-- BEGIN RECORDS FOR THE TASK --
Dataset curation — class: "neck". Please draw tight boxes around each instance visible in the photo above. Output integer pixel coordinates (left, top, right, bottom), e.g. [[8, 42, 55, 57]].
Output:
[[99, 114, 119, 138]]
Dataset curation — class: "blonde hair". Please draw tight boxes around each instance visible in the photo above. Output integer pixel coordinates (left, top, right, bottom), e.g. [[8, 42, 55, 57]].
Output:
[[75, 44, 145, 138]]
-- END RECORDS FOR THE TASK --
-- BEGIN RECORDS FOR THE TASK --
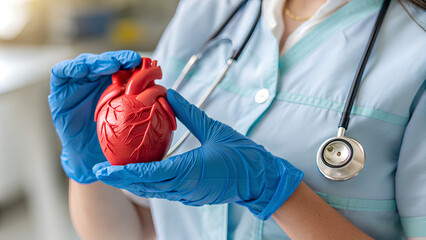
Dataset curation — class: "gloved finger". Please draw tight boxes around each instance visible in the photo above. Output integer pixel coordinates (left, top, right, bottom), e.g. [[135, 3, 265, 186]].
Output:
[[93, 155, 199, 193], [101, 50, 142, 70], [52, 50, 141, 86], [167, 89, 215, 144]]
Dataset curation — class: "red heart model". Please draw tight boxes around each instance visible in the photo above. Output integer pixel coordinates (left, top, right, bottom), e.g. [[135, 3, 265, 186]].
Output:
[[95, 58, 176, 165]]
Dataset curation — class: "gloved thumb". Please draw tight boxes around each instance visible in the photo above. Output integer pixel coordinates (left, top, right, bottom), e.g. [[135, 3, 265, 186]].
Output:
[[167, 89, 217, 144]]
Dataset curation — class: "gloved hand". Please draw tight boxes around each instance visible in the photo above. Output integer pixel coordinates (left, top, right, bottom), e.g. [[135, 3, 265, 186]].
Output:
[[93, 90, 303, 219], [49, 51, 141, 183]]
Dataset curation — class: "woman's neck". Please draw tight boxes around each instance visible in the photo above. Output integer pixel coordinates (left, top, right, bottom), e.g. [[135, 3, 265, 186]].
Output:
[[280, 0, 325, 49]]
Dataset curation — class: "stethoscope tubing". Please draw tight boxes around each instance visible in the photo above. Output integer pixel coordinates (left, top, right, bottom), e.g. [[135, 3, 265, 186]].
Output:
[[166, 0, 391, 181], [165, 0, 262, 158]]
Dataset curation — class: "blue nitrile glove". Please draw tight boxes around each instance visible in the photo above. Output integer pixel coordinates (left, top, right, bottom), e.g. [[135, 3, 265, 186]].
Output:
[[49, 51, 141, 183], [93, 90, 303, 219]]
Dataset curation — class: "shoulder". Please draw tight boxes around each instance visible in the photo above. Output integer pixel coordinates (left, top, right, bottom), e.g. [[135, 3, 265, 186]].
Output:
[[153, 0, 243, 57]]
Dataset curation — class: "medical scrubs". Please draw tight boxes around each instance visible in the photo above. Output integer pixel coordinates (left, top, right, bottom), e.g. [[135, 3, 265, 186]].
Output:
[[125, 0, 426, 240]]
-- END RECORDS FOR THE TASK --
Identify every line in the records above that contains the word "scrubs", and copy each of those lines in full.

FINAL ANSWER:
Dataset curation — class: "medical scrubs". Please draw tight boxes around each instance visible in the photo above. Output integer pixel coordinates (left, top, right, bottom), e.g. [[135, 3, 265, 186]].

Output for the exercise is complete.